Data supplied
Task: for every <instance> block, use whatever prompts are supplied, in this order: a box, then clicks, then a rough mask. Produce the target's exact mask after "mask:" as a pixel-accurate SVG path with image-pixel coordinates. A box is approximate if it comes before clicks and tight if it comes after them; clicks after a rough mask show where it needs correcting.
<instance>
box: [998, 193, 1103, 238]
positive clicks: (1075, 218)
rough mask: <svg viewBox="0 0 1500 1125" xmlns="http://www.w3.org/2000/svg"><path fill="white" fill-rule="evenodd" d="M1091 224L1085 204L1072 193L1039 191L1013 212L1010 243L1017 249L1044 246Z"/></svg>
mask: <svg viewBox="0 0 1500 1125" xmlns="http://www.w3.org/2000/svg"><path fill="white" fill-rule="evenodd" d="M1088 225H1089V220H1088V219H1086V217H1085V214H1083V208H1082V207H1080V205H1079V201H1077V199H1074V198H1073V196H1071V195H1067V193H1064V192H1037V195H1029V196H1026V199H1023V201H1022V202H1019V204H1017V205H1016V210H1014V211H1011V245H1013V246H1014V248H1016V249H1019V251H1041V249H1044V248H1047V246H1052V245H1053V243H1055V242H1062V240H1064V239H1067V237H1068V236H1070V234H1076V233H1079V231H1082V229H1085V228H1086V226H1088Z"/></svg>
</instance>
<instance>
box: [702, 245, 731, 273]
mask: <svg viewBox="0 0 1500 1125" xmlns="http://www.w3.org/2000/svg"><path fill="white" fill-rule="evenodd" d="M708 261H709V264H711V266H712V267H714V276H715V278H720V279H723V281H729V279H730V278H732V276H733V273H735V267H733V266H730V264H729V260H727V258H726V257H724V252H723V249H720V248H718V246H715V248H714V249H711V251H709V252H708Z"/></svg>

Exercise
Convert every line of the entries above into a Markdown table with the columns n and Line. Number the rows in order and leave out blank lines.

Answer for the task
| n | Line |
|---|---|
| 1 | Task: for every <instance> block, use whatever prompts are supplied, in this order: a box, then clicks, then a rough mask. Produce the target's exact mask after "mask:" as a pixel-accurate SVG path with image-pixel coordinates. A box is approximate if it comes before clicks and tight if it comes after them; clicks after a rough mask show where it needs correcting. |
| 2 | <instance> |
| 3 | box: [998, 193, 1103, 238] |
| 4 | positive clicks: (1075, 218) |
| 5 | rough mask: <svg viewBox="0 0 1500 1125" xmlns="http://www.w3.org/2000/svg"><path fill="white" fill-rule="evenodd" d="M1091 224L1085 204L1072 193L1039 191L1013 212L1010 243L1017 249L1044 246Z"/></svg> |
| 6 | mask: <svg viewBox="0 0 1500 1125" xmlns="http://www.w3.org/2000/svg"><path fill="white" fill-rule="evenodd" d="M1088 225H1089V220H1088V219H1086V217H1085V214H1083V208H1082V207H1080V205H1079V201H1077V199H1074V198H1073V196H1071V195H1067V193H1064V192H1037V195H1029V196H1026V199H1023V201H1022V202H1019V204H1017V205H1016V210H1014V211H1011V245H1013V246H1014V248H1016V249H1019V251H1041V249H1044V248H1047V246H1052V245H1053V243H1055V242H1062V240H1064V239H1067V237H1068V236H1070V234H1076V233H1079V231H1082V229H1085V228H1086V226H1088Z"/></svg> |
| 7 | </instance> |
| 8 | <instance> |
| 9 | box: [702, 245, 731, 273] |
| 10 | mask: <svg viewBox="0 0 1500 1125" xmlns="http://www.w3.org/2000/svg"><path fill="white" fill-rule="evenodd" d="M708 261H709V264H711V266H712V267H714V276H715V278H720V279H723V281H729V279H730V278H732V276H733V273H735V267H733V266H730V264H729V260H727V258H726V257H724V252H723V249H720V248H718V246H715V248H714V249H711V251H709V252H708Z"/></svg> |